(WORK TO COMPLETE)
Reproduce the rows below, switching each "noun phrase" to "short label" and leaving everything else unchanged.

(Rows that point to named objects)
+ + + +
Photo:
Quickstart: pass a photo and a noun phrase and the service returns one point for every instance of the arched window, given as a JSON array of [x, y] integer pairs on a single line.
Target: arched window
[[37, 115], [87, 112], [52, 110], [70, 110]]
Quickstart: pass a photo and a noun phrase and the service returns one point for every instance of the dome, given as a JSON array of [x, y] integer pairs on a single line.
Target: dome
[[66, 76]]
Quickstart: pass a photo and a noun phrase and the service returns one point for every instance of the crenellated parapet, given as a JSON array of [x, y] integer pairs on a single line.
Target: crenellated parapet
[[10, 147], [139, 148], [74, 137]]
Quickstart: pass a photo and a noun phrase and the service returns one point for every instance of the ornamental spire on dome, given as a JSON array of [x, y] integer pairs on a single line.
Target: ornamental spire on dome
+ + + +
(WRITTEN ANSWER)
Photo:
Quickstart: pass a photo and a short label and the service returns one point for every instance of the arched window, given as a JSON array of [x, y] integer pairs on a single line.
Target: arched window
[[37, 115], [87, 112], [52, 110], [70, 110]]
Quickstart: pass a photo and a short label and the service returns one point for every instance of the dome, given as a JSON array of [x, y] integer pairs on a single line.
Target: dome
[[66, 76]]
Quickstart: pass a photo and a short label and the service returns one point for every instance of the crenellated parapet, given as a JSON array of [x, y] integer pairs on a single line.
Target: crenellated parapet
[[10, 147], [139, 148], [74, 137]]
Quickstart: pass a photo and a short label and the service returns one point for every instance of the ornamental spire on dome, given as a JSON array of [x, y] integer pairs on a single line.
Target: ornamental spire on dome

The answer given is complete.